Reproduce the items below verbatim, beginning with the line containing "Locate the mossy" and continuing through the line containing "294 0 338 68", both included.
START
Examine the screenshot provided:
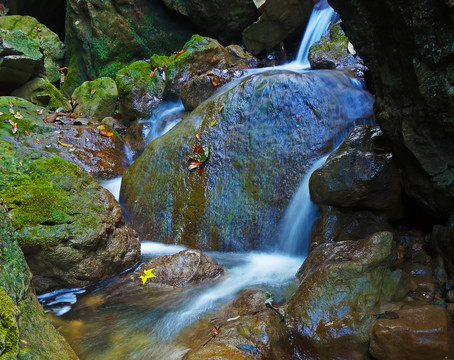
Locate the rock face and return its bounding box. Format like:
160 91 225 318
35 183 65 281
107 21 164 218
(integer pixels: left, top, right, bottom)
0 29 45 95
162 0 260 41
0 204 78 360
62 0 195 96
0 15 65 83
181 289 291 360
369 305 454 360
71 77 118 121
309 125 402 219
115 61 164 125
308 24 367 77
287 232 395 360
0 140 140 293
0 96 124 178
329 0 454 215
243 0 314 55
137 250 224 286
121 71 372 250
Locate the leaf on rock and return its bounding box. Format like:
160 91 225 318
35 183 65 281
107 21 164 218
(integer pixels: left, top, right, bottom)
140 269 156 285
99 130 114 137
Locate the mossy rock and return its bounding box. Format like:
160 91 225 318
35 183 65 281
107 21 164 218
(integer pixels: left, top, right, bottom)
71 77 118 121
0 15 65 83
115 61 164 125
11 78 71 111
164 35 231 100
120 69 373 251
0 140 140 293
62 0 195 96
0 28 45 92
0 210 77 360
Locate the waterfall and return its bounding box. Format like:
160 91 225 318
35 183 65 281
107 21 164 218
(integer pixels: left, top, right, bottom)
280 154 329 256
294 0 338 68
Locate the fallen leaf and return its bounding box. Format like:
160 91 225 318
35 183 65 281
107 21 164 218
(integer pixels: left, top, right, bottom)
140 269 156 285
99 130 114 137
150 66 158 79
57 140 74 147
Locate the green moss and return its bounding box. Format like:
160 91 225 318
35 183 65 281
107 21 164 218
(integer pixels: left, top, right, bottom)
0 286 19 359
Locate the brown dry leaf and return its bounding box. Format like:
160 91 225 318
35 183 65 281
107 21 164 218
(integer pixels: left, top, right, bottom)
43 114 58 124
99 130 114 137
57 140 74 147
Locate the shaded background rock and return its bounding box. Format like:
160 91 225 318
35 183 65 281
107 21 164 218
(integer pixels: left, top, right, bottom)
309 125 403 220
120 71 372 250
161 0 260 42
62 0 195 96
329 0 454 216
0 15 65 84
308 23 367 77
0 207 78 360
287 232 395 359
140 250 224 286
243 0 314 55
0 140 140 293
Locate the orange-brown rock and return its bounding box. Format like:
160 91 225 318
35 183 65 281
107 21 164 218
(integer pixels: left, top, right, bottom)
369 305 453 360
136 250 224 286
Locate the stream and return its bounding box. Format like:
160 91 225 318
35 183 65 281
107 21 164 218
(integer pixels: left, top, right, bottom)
39 2 353 360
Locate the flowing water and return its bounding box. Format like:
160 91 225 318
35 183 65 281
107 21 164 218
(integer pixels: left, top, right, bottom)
39 0 366 360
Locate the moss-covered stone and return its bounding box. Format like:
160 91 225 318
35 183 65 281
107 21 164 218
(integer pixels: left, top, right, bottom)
71 77 118 121
121 70 372 250
0 208 77 360
115 61 164 125
0 15 65 83
0 140 139 292
11 78 71 111
62 0 194 96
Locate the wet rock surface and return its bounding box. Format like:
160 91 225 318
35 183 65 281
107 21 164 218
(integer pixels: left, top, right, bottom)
286 232 394 359
330 0 454 216
136 250 224 286
0 140 140 293
121 69 371 250
369 305 454 360
308 24 367 77
309 125 402 219
0 207 78 360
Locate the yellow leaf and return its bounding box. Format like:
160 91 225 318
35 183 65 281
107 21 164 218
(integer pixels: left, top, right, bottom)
140 269 156 285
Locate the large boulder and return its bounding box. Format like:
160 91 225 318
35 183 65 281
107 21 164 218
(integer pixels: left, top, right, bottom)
0 29 45 95
115 61 164 125
0 207 78 360
0 140 140 293
162 0 260 41
62 0 195 96
0 15 65 83
136 250 224 287
309 125 402 219
120 71 372 250
243 0 314 55
71 77 118 121
308 23 367 77
369 305 454 360
329 0 454 216
287 232 396 360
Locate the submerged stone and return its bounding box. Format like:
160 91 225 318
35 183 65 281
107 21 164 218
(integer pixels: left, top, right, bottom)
121 69 372 250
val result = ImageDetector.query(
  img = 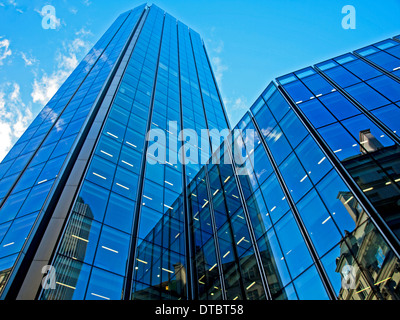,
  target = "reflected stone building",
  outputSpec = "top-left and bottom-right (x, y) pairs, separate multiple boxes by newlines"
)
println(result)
(0, 5), (400, 300)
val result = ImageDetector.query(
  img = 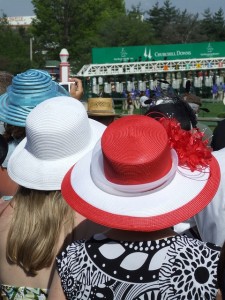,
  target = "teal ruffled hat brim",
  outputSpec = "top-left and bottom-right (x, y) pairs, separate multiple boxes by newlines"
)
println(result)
(0, 69), (70, 127)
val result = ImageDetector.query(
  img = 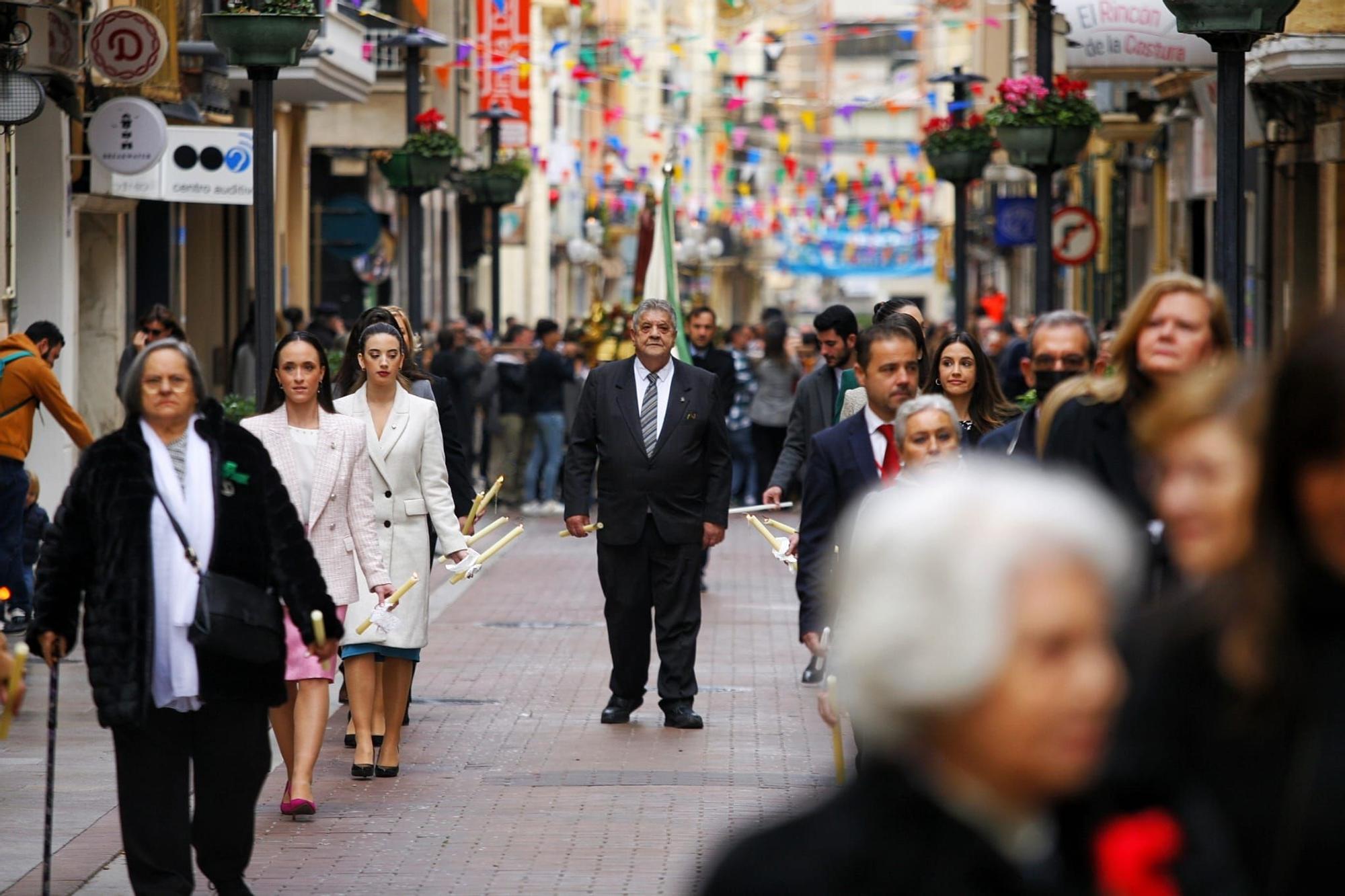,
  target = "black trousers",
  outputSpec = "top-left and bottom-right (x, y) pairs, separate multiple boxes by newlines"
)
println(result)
END
*EXERCISE OUTPUT*.
Locate the mossy rock and return its bounding box. Format like:
160 91 225 318
35 183 65 281
107 21 164 218
(integer pixels: left, top, right, bottom)
71 77 118 121
0 15 65 83
115 61 164 125
11 78 71 111
164 35 231 100
120 69 373 251
0 140 140 293
62 0 195 96
0 28 45 92
0 210 77 360
Locate the waterfall and return its bounding box. Format like:
160 91 225 318
35 183 65 281
107 21 164 218
(integer pixels: left, top, right, bottom)
280 154 329 256
294 0 338 68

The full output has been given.